* THE REQUEST *
Copy the rows word for word from the start through the line containing "POLYGON ((250 105, 227", including that line. Leave the pictures out of your answer.

··· SUPPLIED MATERIAL ···

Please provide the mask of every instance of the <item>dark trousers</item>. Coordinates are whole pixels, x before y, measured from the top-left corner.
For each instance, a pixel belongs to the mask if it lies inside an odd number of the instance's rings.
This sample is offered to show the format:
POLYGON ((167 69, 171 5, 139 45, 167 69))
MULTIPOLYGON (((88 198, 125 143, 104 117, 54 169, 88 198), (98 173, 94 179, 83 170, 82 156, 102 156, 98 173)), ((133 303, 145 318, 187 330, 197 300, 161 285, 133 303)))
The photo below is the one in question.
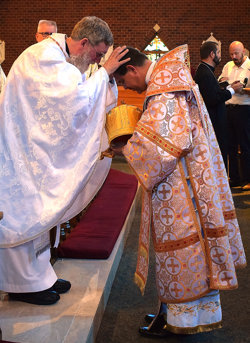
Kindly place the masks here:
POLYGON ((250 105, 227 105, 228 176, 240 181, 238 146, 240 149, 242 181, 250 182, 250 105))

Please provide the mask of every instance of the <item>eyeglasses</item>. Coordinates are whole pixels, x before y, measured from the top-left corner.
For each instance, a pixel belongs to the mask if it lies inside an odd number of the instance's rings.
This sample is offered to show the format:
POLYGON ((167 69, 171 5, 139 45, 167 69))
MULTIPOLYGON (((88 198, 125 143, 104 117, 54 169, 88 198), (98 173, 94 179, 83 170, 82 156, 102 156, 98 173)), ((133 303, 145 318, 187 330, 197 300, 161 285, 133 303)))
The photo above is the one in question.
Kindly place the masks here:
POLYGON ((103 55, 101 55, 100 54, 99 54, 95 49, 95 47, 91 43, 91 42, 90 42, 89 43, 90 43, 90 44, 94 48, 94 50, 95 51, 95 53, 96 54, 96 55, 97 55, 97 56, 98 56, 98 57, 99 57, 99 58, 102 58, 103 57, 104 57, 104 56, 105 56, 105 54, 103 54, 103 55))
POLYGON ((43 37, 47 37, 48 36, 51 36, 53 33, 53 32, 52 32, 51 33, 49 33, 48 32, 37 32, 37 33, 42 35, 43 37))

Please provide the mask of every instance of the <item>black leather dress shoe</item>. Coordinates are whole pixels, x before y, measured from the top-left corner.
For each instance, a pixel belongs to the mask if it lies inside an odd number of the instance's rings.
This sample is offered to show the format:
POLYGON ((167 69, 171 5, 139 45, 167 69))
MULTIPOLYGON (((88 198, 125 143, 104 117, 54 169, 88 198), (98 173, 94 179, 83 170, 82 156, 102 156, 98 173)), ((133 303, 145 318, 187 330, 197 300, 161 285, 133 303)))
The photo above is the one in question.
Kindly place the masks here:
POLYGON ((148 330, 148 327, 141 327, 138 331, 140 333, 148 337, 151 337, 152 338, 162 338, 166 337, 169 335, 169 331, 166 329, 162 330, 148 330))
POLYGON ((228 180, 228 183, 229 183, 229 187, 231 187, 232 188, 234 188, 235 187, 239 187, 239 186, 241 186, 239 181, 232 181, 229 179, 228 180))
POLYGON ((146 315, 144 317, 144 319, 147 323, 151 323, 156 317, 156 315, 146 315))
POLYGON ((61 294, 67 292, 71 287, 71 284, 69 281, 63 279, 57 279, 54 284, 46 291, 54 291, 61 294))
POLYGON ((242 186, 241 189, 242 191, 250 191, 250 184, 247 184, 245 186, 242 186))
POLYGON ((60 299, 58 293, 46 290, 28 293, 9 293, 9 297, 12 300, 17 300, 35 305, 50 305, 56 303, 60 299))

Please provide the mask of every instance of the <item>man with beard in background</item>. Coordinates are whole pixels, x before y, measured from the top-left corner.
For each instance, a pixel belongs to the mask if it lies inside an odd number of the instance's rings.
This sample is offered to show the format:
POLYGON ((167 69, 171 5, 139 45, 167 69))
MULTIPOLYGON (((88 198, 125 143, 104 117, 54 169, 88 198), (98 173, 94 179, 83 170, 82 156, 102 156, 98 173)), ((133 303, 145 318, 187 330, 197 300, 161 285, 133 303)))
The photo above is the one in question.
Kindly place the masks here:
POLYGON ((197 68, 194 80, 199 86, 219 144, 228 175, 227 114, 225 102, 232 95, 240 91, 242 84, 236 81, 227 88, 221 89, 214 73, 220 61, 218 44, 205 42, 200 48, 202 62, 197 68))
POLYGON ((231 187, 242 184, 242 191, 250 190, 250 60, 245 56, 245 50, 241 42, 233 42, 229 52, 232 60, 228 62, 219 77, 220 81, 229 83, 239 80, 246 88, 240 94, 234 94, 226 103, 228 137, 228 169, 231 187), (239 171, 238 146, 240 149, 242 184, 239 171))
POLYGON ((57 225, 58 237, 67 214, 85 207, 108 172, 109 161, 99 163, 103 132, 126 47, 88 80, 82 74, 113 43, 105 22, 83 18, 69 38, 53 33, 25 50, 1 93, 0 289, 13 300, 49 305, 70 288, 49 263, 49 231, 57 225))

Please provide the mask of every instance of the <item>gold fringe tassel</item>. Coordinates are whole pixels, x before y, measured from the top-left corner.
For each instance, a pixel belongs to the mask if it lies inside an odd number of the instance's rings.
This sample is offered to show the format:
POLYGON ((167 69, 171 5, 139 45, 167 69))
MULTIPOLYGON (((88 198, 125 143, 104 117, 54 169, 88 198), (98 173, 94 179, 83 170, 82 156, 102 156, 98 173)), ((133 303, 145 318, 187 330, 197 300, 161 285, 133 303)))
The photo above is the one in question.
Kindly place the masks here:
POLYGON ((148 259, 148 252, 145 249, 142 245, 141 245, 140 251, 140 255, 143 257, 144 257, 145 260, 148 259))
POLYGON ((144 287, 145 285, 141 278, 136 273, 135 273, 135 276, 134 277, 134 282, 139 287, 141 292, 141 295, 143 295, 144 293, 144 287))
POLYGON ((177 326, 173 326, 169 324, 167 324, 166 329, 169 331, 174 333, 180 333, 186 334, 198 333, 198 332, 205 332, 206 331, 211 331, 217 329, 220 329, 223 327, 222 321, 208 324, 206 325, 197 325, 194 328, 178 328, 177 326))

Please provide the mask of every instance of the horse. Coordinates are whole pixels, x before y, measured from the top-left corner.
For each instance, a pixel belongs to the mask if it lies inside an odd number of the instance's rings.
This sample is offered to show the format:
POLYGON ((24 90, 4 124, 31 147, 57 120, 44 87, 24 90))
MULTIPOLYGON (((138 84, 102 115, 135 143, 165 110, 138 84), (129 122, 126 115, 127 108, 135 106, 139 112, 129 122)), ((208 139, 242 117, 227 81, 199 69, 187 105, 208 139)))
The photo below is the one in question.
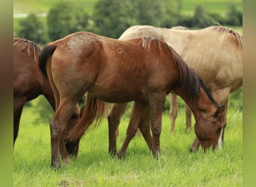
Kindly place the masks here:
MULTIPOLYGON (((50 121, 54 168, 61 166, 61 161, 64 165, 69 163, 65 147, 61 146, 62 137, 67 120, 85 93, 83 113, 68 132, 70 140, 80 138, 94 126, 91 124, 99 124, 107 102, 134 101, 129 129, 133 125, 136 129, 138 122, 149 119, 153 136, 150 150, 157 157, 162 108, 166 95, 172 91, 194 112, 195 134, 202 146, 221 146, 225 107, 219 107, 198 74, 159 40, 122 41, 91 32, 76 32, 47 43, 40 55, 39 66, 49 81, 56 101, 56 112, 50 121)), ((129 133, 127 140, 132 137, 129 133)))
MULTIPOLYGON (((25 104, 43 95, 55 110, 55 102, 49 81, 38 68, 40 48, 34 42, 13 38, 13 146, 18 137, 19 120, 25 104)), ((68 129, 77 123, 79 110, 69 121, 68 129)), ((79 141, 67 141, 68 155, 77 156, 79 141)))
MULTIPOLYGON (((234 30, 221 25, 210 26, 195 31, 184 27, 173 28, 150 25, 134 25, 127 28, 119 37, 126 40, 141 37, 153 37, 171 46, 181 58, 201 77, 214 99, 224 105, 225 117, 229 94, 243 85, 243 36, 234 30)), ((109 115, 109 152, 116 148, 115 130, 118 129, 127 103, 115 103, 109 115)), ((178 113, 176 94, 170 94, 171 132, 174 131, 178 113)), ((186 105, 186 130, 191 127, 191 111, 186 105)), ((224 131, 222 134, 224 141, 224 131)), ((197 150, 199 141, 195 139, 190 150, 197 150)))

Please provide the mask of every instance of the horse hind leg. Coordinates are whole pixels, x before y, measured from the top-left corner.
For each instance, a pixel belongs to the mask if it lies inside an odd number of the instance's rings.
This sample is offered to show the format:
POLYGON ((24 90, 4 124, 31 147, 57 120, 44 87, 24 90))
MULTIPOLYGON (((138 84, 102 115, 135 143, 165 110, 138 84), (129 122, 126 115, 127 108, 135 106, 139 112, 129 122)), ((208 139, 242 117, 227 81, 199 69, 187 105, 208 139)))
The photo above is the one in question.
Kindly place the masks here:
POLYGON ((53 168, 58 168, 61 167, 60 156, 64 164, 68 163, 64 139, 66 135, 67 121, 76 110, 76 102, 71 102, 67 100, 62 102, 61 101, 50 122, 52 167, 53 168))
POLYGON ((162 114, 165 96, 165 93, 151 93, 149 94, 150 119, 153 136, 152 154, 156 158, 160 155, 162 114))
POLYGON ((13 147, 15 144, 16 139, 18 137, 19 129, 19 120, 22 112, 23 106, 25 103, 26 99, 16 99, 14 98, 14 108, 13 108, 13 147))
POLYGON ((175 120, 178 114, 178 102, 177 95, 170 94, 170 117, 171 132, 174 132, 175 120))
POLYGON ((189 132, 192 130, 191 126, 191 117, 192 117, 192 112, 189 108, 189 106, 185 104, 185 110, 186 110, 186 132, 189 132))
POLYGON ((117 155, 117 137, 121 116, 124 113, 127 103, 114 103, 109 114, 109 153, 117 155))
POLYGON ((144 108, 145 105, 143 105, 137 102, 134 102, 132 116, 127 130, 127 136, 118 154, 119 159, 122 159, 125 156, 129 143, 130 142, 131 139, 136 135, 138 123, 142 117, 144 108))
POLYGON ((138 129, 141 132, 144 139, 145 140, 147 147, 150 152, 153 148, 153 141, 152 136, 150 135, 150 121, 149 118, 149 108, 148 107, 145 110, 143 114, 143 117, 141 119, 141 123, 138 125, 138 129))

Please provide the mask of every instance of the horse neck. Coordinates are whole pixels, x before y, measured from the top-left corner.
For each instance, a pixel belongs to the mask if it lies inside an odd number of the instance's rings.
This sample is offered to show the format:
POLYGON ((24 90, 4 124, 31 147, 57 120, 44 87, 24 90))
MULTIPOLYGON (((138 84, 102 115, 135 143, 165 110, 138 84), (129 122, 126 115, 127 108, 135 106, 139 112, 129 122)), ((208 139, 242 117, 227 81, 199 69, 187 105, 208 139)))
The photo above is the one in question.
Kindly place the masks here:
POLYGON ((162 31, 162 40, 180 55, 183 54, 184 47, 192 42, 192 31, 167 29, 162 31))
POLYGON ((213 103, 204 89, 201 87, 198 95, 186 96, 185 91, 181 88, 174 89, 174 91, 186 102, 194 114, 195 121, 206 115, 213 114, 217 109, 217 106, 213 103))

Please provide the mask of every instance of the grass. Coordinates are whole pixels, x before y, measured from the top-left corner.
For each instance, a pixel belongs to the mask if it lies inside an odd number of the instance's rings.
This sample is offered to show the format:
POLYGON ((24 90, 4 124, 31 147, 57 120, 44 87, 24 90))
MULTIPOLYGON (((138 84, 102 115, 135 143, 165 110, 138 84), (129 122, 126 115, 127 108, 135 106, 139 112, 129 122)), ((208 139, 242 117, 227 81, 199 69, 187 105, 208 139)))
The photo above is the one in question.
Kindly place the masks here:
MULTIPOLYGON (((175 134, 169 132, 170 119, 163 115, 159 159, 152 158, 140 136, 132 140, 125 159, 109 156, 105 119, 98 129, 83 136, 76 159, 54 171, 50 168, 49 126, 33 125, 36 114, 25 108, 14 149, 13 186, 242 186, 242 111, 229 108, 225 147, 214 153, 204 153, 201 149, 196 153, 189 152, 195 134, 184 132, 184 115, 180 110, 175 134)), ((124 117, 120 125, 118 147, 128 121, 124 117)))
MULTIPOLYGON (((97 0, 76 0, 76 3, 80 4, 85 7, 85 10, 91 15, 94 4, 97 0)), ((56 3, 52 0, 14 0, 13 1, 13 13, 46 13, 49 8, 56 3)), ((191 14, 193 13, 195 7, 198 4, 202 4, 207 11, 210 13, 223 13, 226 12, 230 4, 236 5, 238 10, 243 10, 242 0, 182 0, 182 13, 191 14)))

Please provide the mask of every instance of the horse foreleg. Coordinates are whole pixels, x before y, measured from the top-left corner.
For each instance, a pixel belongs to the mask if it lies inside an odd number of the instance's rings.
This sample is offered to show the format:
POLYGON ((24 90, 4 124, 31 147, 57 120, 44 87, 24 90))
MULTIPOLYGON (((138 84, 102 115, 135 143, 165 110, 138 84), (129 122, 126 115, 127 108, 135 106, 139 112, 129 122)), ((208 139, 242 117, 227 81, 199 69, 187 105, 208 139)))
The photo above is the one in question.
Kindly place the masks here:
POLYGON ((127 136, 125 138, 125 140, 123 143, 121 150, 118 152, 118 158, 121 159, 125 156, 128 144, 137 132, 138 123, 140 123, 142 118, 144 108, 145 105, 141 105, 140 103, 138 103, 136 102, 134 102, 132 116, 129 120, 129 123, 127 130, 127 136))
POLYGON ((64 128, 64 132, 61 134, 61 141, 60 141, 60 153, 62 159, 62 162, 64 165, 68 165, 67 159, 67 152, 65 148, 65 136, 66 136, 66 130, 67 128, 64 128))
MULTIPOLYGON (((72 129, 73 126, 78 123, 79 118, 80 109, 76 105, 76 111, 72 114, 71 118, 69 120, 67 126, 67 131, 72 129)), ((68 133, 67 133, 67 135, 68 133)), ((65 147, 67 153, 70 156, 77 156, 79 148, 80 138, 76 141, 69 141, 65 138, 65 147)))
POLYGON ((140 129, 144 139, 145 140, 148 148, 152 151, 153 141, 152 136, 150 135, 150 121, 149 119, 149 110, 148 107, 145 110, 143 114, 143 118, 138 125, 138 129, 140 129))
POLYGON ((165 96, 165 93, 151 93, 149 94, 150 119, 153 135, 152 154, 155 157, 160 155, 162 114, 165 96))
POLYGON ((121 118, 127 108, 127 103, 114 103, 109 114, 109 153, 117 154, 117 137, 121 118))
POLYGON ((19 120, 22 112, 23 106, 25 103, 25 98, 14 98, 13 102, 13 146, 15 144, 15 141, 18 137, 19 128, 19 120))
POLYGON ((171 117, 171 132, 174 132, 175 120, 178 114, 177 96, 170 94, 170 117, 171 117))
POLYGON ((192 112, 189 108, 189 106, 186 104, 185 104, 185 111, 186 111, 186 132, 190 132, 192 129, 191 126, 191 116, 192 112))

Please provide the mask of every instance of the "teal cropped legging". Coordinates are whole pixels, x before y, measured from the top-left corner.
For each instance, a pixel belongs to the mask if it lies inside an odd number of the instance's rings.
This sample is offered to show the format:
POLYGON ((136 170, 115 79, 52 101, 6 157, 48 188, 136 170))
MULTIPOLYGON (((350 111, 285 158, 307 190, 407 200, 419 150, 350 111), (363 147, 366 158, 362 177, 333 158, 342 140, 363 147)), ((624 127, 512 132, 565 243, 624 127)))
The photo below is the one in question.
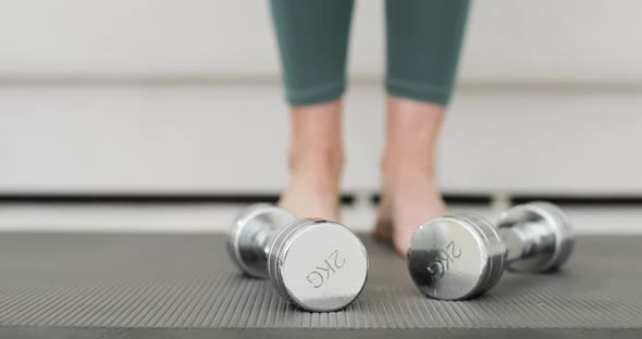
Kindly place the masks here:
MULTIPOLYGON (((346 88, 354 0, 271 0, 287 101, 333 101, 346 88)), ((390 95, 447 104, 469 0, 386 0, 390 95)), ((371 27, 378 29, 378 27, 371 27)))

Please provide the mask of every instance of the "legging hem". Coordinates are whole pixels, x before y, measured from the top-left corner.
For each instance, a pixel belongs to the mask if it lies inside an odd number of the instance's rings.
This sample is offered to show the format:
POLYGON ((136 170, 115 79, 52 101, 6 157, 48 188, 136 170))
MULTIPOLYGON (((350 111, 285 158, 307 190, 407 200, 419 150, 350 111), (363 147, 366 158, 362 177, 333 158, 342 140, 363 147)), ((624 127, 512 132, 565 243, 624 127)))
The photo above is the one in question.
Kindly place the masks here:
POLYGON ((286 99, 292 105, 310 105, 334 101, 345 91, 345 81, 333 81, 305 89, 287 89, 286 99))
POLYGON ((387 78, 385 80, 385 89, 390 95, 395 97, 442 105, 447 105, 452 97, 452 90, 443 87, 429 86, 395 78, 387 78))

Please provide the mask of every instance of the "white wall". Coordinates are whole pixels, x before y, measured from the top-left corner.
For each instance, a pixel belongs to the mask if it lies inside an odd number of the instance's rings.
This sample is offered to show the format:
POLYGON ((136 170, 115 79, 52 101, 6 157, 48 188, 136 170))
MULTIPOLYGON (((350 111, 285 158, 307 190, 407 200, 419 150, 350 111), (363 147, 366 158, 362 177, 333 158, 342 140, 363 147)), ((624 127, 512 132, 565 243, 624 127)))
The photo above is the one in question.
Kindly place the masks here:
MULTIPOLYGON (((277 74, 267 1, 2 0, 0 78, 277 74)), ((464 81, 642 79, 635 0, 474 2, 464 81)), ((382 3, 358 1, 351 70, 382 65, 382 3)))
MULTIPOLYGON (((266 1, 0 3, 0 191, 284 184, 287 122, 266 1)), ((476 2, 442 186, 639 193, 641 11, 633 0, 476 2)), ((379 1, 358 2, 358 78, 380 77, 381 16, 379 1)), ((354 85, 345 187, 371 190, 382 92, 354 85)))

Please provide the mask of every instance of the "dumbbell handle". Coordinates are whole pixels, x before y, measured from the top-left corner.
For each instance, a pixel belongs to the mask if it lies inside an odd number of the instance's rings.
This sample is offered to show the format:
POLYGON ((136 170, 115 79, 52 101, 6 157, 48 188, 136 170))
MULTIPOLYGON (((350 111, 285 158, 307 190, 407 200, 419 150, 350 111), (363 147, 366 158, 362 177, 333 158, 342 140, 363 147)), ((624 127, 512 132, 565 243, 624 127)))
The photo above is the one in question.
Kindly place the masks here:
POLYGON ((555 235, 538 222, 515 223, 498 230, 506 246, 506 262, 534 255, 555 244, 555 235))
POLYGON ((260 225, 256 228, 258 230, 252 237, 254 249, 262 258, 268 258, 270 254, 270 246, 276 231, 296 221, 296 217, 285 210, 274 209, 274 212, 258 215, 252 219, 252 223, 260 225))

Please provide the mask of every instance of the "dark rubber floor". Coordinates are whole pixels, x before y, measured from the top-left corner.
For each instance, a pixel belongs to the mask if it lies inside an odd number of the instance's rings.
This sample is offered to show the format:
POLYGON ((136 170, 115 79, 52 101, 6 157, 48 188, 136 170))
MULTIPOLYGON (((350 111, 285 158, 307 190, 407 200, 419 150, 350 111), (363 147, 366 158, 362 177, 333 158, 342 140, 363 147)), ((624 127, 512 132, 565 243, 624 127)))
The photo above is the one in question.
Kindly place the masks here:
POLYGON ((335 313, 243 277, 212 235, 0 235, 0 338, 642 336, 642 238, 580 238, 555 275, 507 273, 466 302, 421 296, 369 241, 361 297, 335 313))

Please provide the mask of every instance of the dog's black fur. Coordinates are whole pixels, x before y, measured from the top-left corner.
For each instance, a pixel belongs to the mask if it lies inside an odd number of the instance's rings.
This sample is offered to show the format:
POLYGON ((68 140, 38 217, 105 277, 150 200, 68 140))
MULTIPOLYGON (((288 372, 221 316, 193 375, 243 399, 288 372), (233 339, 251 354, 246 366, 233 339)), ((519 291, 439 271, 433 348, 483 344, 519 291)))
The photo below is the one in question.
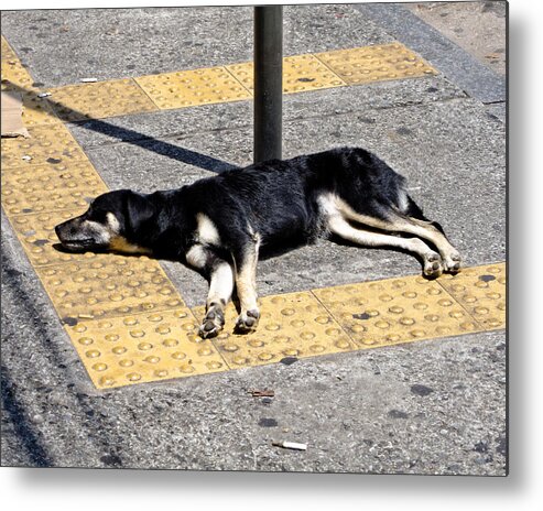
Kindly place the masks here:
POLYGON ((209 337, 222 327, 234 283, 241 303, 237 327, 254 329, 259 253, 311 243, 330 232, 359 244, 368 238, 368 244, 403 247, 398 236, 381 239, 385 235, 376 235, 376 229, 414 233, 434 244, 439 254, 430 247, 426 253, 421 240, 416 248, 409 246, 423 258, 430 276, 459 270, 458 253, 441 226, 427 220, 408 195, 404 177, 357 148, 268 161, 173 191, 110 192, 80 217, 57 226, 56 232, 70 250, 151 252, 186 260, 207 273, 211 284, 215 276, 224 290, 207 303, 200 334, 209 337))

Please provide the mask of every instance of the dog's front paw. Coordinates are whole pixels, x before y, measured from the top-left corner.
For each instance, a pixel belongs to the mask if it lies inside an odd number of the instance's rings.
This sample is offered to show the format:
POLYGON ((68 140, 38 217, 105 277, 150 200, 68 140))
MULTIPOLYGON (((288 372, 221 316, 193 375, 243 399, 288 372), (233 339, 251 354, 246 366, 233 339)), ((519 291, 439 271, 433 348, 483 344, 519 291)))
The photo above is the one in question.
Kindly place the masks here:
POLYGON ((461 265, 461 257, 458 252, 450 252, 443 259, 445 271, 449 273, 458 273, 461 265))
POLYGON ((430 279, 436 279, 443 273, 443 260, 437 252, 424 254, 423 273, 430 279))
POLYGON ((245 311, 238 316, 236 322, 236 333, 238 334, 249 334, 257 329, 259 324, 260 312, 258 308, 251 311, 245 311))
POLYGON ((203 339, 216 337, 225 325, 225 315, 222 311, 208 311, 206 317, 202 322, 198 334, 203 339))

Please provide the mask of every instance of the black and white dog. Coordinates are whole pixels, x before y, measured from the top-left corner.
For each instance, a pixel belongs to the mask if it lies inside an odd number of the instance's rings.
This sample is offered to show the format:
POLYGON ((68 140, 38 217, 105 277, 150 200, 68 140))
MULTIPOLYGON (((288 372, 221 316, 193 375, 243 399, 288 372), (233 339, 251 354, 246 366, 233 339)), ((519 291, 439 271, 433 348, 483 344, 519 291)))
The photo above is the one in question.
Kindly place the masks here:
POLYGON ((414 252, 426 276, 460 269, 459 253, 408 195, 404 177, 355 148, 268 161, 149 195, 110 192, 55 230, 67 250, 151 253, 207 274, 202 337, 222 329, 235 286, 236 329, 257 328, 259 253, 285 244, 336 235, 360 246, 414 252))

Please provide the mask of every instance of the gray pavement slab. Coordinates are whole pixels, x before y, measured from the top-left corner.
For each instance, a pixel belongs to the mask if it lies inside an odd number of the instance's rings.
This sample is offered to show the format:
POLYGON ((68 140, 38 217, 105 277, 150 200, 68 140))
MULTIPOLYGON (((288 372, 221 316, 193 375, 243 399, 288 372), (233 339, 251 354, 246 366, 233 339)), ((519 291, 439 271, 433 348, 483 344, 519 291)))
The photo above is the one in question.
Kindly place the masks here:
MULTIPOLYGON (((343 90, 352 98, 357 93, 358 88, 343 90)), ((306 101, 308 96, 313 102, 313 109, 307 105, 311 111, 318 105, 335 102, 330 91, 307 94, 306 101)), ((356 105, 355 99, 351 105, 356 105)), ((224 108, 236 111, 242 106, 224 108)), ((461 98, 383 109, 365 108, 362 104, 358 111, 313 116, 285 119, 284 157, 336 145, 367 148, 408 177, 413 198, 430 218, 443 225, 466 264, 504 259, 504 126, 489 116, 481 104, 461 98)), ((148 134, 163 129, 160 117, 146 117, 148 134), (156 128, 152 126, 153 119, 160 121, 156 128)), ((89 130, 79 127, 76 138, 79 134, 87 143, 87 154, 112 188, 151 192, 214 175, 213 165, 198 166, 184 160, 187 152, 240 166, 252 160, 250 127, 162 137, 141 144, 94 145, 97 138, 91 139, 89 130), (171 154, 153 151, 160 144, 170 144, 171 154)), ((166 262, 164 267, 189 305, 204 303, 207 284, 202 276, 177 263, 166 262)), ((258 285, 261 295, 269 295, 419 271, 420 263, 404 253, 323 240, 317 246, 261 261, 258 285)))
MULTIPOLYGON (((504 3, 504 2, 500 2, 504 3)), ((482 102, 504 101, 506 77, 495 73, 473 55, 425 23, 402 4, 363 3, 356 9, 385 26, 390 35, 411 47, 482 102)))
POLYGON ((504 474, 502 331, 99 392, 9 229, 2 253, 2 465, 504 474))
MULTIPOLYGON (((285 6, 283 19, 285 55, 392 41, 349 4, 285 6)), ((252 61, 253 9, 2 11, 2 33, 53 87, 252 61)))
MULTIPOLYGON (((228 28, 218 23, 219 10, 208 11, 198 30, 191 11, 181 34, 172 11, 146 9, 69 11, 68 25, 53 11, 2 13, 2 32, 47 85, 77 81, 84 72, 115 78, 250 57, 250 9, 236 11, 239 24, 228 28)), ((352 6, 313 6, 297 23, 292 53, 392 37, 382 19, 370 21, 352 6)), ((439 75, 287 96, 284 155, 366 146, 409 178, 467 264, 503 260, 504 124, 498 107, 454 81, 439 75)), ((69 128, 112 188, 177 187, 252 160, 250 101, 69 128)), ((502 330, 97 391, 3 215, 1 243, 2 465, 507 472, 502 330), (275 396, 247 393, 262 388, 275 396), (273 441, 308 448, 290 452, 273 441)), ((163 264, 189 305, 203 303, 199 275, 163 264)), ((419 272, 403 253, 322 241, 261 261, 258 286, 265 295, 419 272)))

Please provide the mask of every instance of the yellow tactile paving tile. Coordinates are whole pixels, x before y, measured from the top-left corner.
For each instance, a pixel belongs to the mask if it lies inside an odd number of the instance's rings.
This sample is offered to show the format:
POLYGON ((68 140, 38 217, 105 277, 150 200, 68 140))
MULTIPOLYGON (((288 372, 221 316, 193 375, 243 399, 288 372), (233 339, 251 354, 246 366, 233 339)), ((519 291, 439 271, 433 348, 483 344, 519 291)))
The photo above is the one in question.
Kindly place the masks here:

···

* REPLY *
Please provide the mask of every instance of the <item>dark trousers</item>. Coordinates are whole pixels, x before y, measured from the top-left corner.
For each instance, a pixel belongs to the mask if it lies inside an odd number of the instance's rings.
This sample is offered to show the format:
POLYGON ((167 69, 171 5, 139 45, 167 69))
MULTIPOLYGON (((88 198, 125 143, 104 117, 54 169, 88 198), (98 173, 94 179, 83 170, 82 156, 102 156, 98 173)), ((133 303, 145 318, 187 330, 197 300, 161 285, 133 303)))
The photo below is the one in question.
Kindly place the masks here:
POLYGON ((250 105, 227 105, 228 176, 240 181, 238 146, 240 149, 242 181, 250 182, 250 105))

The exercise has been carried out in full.